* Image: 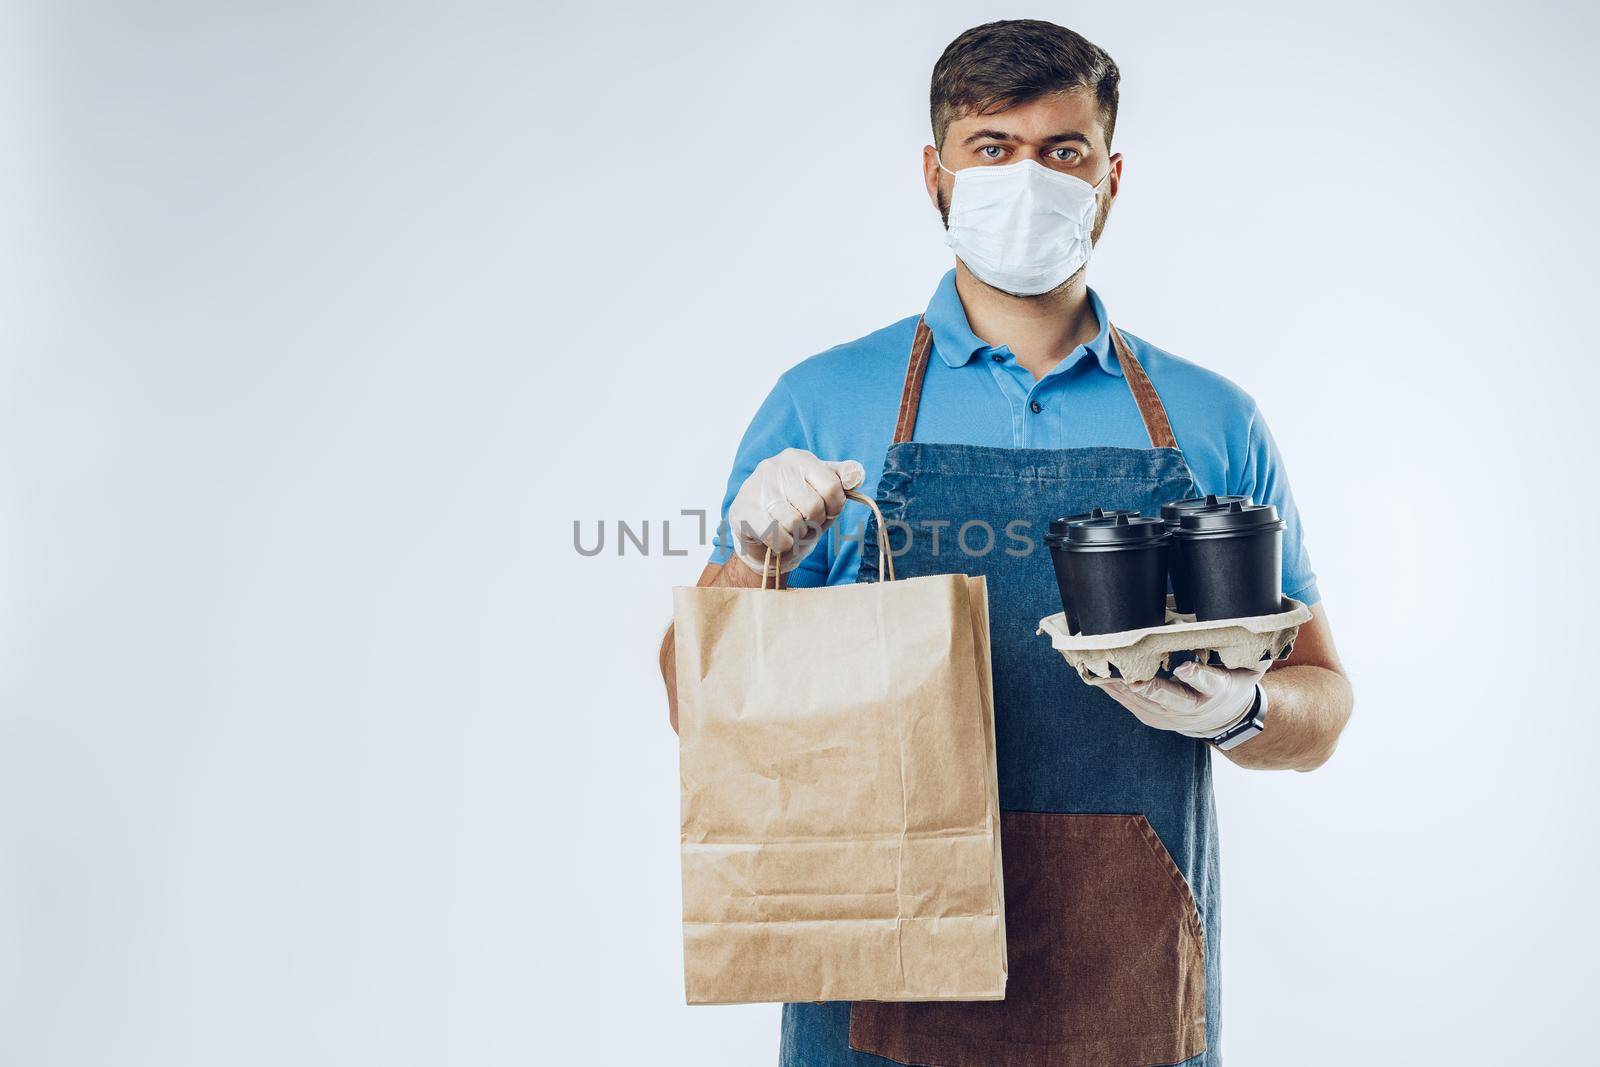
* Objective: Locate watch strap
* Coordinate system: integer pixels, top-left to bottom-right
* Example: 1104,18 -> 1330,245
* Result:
1210,682 -> 1268,750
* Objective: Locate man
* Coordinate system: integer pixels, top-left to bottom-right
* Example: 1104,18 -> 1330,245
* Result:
661,19 -> 1353,1067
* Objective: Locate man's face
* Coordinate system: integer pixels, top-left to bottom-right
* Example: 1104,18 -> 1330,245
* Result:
924,88 -> 1123,277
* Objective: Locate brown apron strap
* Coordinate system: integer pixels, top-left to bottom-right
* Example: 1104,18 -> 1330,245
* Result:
891,318 -> 935,445
1107,324 -> 1178,449
890,316 -> 1179,450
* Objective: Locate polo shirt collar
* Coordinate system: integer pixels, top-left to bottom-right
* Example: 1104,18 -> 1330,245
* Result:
921,269 -> 1123,377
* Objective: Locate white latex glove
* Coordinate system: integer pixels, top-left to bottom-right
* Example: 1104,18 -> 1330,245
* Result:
727,449 -> 865,576
1088,659 -> 1269,738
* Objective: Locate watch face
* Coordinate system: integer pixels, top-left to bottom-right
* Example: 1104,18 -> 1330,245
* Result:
1214,710 -> 1265,749
1209,684 -> 1273,751
1214,721 -> 1261,750
1212,688 -> 1266,749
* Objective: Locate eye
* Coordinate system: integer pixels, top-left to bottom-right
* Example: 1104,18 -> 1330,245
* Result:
1049,146 -> 1082,164
979,145 -> 1006,161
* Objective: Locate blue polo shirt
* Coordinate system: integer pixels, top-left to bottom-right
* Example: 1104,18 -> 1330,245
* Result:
708,270 -> 1320,607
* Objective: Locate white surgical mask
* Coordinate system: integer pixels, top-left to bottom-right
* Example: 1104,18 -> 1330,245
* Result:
938,154 -> 1111,296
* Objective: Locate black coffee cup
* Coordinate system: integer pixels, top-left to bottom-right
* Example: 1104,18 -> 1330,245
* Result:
1174,501 -> 1286,621
1044,509 -> 1139,630
1047,514 -> 1170,636
1053,507 -> 1139,529
1160,494 -> 1250,613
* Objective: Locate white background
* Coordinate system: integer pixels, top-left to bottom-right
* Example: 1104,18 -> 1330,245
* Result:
4,1 -> 1597,1064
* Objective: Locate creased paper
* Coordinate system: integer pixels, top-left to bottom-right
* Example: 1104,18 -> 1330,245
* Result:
674,573 -> 1006,1005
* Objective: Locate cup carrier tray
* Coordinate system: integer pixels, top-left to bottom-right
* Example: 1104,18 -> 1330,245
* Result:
1038,597 -> 1311,684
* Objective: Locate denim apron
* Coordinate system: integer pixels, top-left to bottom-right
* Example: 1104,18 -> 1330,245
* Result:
779,319 -> 1218,1067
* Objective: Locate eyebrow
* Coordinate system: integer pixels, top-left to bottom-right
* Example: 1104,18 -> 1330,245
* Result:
960,128 -> 1018,145
1041,130 -> 1093,146
960,128 -> 1094,147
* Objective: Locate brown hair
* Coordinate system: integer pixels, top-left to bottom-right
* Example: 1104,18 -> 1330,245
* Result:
930,20 -> 1120,150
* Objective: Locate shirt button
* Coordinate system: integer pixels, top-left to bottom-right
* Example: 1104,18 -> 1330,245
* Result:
1030,400 -> 1043,414
990,352 -> 1004,363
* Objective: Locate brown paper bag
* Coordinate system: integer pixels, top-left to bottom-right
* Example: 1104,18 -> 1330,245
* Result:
673,493 -> 1006,1005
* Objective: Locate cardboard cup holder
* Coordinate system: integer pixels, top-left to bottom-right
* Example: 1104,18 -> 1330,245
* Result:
1037,596 -> 1311,684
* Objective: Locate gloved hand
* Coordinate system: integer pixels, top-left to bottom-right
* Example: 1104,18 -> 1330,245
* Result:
1087,658 -> 1268,738
727,449 -> 865,576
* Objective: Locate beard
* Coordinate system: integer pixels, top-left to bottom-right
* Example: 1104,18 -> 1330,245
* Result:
939,182 -> 1112,297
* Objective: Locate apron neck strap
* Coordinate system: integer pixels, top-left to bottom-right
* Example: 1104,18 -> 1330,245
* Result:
892,317 -> 1178,450
891,319 -> 936,445
1107,323 -> 1177,449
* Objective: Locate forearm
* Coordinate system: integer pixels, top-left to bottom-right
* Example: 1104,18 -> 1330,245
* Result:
1221,663 -> 1353,771
662,557 -> 766,733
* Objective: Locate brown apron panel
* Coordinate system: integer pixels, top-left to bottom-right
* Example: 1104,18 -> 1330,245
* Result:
893,318 -> 1179,450
849,812 -> 1206,1067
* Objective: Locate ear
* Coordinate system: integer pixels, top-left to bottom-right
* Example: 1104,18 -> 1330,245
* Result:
1106,152 -> 1124,202
922,144 -> 944,211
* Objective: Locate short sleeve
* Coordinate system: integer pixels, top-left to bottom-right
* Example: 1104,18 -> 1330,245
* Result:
1231,404 -> 1321,607
707,376 -> 831,588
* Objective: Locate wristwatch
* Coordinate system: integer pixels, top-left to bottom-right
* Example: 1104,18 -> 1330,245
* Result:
1207,683 -> 1268,750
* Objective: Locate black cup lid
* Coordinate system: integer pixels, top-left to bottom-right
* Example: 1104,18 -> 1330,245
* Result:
1047,507 -> 1140,539
1160,493 -> 1250,524
1064,513 -> 1169,546
1177,500 -> 1283,534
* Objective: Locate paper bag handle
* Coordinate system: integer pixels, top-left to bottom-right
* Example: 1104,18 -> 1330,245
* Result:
761,489 -> 896,589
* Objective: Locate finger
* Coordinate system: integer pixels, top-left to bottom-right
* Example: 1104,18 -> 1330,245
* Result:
1088,676 -> 1149,696
1127,676 -> 1175,700
756,498 -> 807,554
775,506 -> 816,548
782,472 -> 830,526
830,459 -> 865,492
1091,679 -> 1174,727
1135,675 -> 1202,717
1113,691 -> 1178,731
794,454 -> 844,513
734,515 -> 793,558
804,464 -> 848,520
1125,703 -> 1175,732
1173,660 -> 1232,699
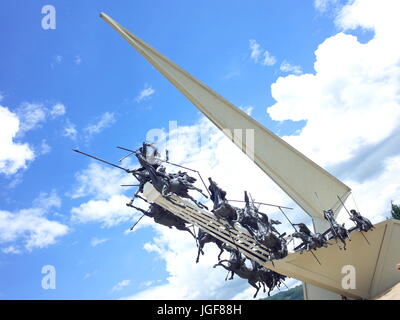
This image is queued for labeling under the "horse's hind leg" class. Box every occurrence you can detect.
[261,281,266,293]
[224,270,231,281]
[196,245,204,263]
[249,280,260,298]
[217,245,225,261]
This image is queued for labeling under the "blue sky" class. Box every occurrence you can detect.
[1,0,399,299]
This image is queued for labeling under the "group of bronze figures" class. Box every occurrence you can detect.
[74,142,375,298]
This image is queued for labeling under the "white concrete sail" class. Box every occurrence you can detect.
[100,12,351,220]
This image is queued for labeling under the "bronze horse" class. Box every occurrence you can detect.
[134,151,208,209]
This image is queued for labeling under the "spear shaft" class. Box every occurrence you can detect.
[73,149,130,172]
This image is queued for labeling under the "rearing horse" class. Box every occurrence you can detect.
[129,203,196,239]
[134,151,207,209]
[195,229,226,263]
[213,250,264,298]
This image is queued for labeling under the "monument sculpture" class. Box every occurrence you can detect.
[72,13,400,299]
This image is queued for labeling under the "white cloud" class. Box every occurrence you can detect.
[71,194,138,228]
[268,0,400,170]
[50,103,66,117]
[0,105,35,175]
[122,224,252,300]
[14,102,66,136]
[135,84,155,103]
[120,117,296,300]
[70,162,134,200]
[2,245,22,254]
[249,40,276,66]
[70,162,145,228]
[90,237,109,247]
[343,155,400,224]
[32,190,62,211]
[112,280,131,292]
[63,120,78,140]
[16,103,47,135]
[75,55,82,65]
[279,61,303,75]
[84,112,116,138]
[39,139,51,155]
[314,0,340,13]
[83,270,97,279]
[121,0,400,300]
[11,102,66,137]
[0,191,68,252]
[249,39,262,62]
[267,0,400,225]
[262,51,277,66]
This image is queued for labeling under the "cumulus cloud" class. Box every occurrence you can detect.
[14,102,66,136]
[135,84,155,103]
[2,245,22,254]
[39,139,51,155]
[63,120,78,140]
[50,55,63,69]
[314,0,340,13]
[120,117,297,300]
[90,237,109,247]
[268,0,400,171]
[262,51,277,66]
[279,61,303,75]
[32,190,61,211]
[63,112,115,142]
[75,55,82,65]
[70,162,145,228]
[267,0,400,225]
[50,103,66,118]
[16,103,47,135]
[249,39,262,62]
[122,224,253,300]
[343,155,400,224]
[83,270,97,280]
[121,0,400,300]
[0,191,68,252]
[84,112,116,138]
[249,40,276,66]
[112,280,131,292]
[70,162,134,200]
[0,105,35,175]
[71,194,138,228]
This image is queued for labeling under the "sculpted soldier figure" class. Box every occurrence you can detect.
[292,223,328,252]
[349,209,374,232]
[208,178,238,225]
[323,209,350,250]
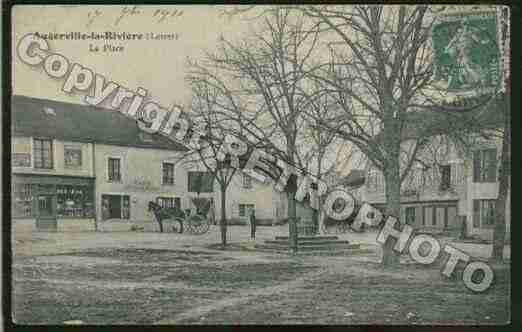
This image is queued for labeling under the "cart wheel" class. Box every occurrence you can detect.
[187,214,210,235]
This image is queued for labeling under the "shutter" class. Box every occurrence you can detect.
[487,148,497,182]
[473,200,481,228]
[473,151,480,182]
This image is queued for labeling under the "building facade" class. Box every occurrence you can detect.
[11,95,188,232]
[11,95,291,232]
[12,135,96,231]
[358,135,510,241]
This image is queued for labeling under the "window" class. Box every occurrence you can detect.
[64,145,82,168]
[12,138,32,167]
[439,165,451,190]
[162,163,175,185]
[12,153,31,167]
[239,204,255,217]
[367,170,384,190]
[157,197,181,209]
[405,207,416,225]
[423,206,433,226]
[108,158,121,182]
[188,171,214,193]
[56,185,94,218]
[473,149,497,183]
[33,138,53,169]
[242,173,252,189]
[473,199,496,229]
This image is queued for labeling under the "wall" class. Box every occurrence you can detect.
[11,136,94,177]
[94,143,190,224]
[462,138,511,241]
[359,134,510,241]
[216,172,285,225]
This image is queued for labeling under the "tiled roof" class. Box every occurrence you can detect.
[11,95,188,151]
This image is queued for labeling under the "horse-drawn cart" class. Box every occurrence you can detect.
[148,201,212,235]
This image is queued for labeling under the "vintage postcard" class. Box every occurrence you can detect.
[8,4,510,325]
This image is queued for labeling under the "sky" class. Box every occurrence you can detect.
[12,5,249,109]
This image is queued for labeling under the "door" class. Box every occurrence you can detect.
[36,194,57,231]
[447,206,458,229]
[109,195,122,219]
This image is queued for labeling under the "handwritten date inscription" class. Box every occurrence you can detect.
[86,6,184,28]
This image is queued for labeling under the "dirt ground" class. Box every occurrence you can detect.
[11,225,510,325]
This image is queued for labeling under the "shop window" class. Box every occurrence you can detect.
[33,138,53,169]
[56,185,94,218]
[12,184,34,217]
[64,144,82,168]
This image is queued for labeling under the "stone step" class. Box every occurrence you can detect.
[264,239,351,246]
[275,235,339,241]
[256,243,361,252]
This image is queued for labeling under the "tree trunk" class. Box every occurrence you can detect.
[287,190,298,253]
[220,187,227,248]
[313,164,322,235]
[286,143,298,253]
[492,94,510,261]
[382,164,402,266]
[382,107,402,267]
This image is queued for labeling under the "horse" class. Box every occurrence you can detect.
[147,201,186,233]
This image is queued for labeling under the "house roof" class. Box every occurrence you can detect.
[11,95,188,151]
[401,102,505,141]
[370,100,505,145]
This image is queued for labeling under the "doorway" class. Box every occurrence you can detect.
[102,194,130,220]
[36,194,57,231]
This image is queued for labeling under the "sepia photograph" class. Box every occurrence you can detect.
[6,3,511,325]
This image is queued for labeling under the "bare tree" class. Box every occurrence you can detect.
[187,8,322,252]
[293,5,438,266]
[182,82,238,248]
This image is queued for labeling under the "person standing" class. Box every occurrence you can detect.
[249,208,257,240]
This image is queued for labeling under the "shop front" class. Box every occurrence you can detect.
[12,173,95,231]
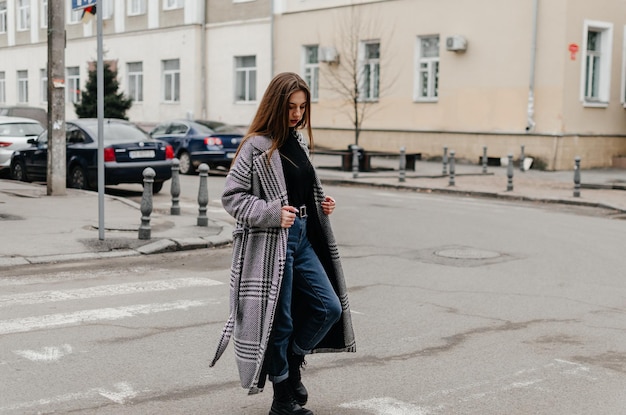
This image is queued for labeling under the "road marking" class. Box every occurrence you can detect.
[340,397,431,415]
[0,381,141,412]
[0,300,208,335]
[0,277,222,308]
[97,382,138,404]
[14,344,73,362]
[0,268,228,287]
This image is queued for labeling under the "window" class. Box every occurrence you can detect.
[128,0,146,16]
[162,59,180,102]
[164,0,184,10]
[41,0,47,28]
[0,72,5,103]
[67,67,80,104]
[127,62,143,102]
[40,68,47,104]
[102,0,113,19]
[360,41,380,101]
[0,1,7,34]
[235,56,256,102]
[17,0,30,31]
[17,70,28,103]
[303,45,319,101]
[67,0,81,24]
[415,36,439,101]
[581,21,613,105]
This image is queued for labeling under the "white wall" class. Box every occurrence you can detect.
[206,19,272,127]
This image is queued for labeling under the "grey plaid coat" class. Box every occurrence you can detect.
[210,134,356,394]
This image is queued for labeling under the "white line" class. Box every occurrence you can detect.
[14,344,73,362]
[0,300,207,335]
[97,382,138,404]
[340,397,432,415]
[0,277,222,308]
[0,381,141,412]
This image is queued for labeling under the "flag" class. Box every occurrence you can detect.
[81,5,96,23]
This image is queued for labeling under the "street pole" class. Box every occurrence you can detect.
[47,0,66,196]
[97,0,105,240]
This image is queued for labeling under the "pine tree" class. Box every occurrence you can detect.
[74,62,132,120]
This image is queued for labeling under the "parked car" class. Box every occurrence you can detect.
[0,116,45,175]
[149,120,244,174]
[194,119,247,135]
[0,106,48,126]
[10,118,174,193]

————

◆ PROBLEM REQUIREMENTS ◆
Pictures do not belong in the copy. Repeat only the lines from the top of the records through the line containing "Locate creased paper".

◆ RESPONSE AREA ◆
* Image: 
* Objective: Locate watch strap
* Coordinate system: integer pixels, top-left to bottom-right
* Example: 1104,18 -> 1330,245
* Result:
1210,682 -> 1268,750
* Objective: Locate man
* Coordinate system: integer pixels, top-left to bottom-right
* Example: 1104,18 -> 1330,245
* Result:
661,19 -> 1353,1067
* Objective: Locate man's face
* Coordinate system: integer pixels, top-left to bottom-right
* Example: 1104,18 -> 1330,245
* Result:
924,88 -> 1123,277
* Objective: Locate brown apron strap
* Coordinate system: integer pixels, top-left to bottom-right
* Example: 1104,18 -> 1330,245
* Result:
891,318 -> 935,445
1107,324 -> 1178,449
890,316 -> 1179,450
* Objective: Locate polo shirt collar
* Coordinate system: integer pixels, top-left to bottom-right
* Example: 1104,18 -> 1330,245
* Result:
921,269 -> 1123,377
* Objective: Locate white latex glove
* Coordinate system: integer pixels, top-left to bottom-right
* Example: 1104,18 -> 1330,245
* Result:
727,449 -> 865,576
1088,659 -> 1269,738
* Objective: Locate watch face
* Coordinate system: integer pixels, top-left to bottom-right
* Example: 1104,18 -> 1330,245
* Result:
1214,710 -> 1265,749
1209,684 -> 1273,751
1214,721 -> 1261,750
1212,688 -> 1266,749
* Objective: Locate eye
* Coordinate system: integer pixels, top-left to bottom-right
* Example: 1104,18 -> 1330,245
* Result:
1049,146 -> 1082,164
979,145 -> 1006,161
* Objective: Locate blue polo shirt
* Coordinate system: integer pixels, top-left to bottom-right
* Example: 1104,18 -> 1330,245
* Result:
708,270 -> 1320,607
* Objective: Locate white surgical mask
* Coordinate system: integer pixels, top-left to bottom-right
* Example: 1104,18 -> 1330,245
* Result:
938,154 -> 1111,296
* Objective: Locate black coffee cup
* Coordinate system: integer pixels, top-left to bottom-right
* Example: 1104,18 -> 1330,245
* Result:
1174,501 -> 1286,621
1044,509 -> 1139,630
1047,514 -> 1170,636
1053,507 -> 1139,529
1160,494 -> 1250,613
* Objective: Locate white background
* Coordinate system: integer pixels, top-left to bottom-right
* Example: 1104,18 -> 1330,245
* Result:
4,1 -> 1597,1064
* Objective: Locate creased paper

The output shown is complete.